Directions for this task – In the records below, copy out unchanged the lines starting at the one containing "Guideline: mark the seedling" and ending at the one containing "[[387, 162], [377, 188], [341, 261]]", including both of those lines.
───── Data shown
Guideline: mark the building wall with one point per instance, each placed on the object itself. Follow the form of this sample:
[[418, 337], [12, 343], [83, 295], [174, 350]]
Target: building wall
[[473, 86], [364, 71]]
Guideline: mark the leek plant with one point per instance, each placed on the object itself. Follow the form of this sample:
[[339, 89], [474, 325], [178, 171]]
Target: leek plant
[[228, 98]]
──────────
───── Data shown
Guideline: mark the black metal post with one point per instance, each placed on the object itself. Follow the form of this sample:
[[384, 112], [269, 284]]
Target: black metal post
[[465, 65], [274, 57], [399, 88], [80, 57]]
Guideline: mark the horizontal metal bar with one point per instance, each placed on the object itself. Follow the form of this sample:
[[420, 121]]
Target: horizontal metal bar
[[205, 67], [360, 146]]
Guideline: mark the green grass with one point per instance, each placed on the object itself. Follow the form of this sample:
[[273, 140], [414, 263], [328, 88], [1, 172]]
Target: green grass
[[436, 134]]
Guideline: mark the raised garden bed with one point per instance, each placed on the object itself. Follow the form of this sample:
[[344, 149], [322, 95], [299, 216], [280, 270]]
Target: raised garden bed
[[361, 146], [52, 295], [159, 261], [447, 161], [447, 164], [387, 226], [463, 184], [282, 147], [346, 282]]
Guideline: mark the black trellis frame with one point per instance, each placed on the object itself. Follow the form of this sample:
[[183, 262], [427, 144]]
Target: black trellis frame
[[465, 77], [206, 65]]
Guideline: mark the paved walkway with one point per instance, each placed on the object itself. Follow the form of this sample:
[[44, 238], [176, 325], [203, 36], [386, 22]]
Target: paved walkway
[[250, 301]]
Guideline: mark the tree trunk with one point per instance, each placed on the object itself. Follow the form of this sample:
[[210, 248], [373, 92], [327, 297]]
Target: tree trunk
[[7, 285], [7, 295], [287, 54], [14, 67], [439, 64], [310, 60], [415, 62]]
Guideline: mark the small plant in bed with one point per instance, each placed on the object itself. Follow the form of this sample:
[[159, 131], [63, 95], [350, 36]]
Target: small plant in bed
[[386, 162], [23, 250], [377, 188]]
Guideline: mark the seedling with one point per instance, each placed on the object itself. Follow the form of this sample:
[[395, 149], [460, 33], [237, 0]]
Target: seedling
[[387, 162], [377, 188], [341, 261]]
──────────
───── Data shown
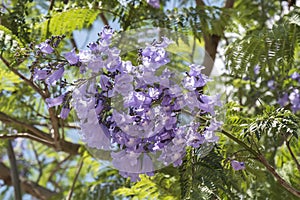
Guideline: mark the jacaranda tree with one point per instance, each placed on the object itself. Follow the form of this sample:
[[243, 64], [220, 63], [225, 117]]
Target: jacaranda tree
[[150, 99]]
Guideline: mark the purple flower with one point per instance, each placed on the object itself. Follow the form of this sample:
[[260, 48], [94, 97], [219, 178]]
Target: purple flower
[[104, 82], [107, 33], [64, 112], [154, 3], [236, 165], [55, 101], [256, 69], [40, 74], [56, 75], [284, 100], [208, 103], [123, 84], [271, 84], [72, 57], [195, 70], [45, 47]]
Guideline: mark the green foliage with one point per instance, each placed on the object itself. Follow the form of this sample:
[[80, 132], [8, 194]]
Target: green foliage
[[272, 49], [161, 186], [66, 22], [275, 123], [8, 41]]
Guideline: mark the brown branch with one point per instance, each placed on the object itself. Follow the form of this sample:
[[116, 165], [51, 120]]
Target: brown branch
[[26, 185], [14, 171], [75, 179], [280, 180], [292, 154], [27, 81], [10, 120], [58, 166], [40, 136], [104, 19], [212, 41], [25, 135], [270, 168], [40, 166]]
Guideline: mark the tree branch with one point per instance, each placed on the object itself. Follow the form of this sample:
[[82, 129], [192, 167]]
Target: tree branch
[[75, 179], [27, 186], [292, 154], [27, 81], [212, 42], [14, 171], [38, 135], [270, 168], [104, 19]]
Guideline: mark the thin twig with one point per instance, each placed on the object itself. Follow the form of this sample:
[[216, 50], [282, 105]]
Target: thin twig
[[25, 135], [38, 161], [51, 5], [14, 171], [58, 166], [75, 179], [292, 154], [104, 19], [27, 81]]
──────────
Solution –
Guideline: mark the seedling with one point per instance, each placed on the object itself. Follow the form of this sample:
[[395, 149], [460, 33], [237, 0]]
Target: seedling
[[387, 162], [377, 188], [341, 261]]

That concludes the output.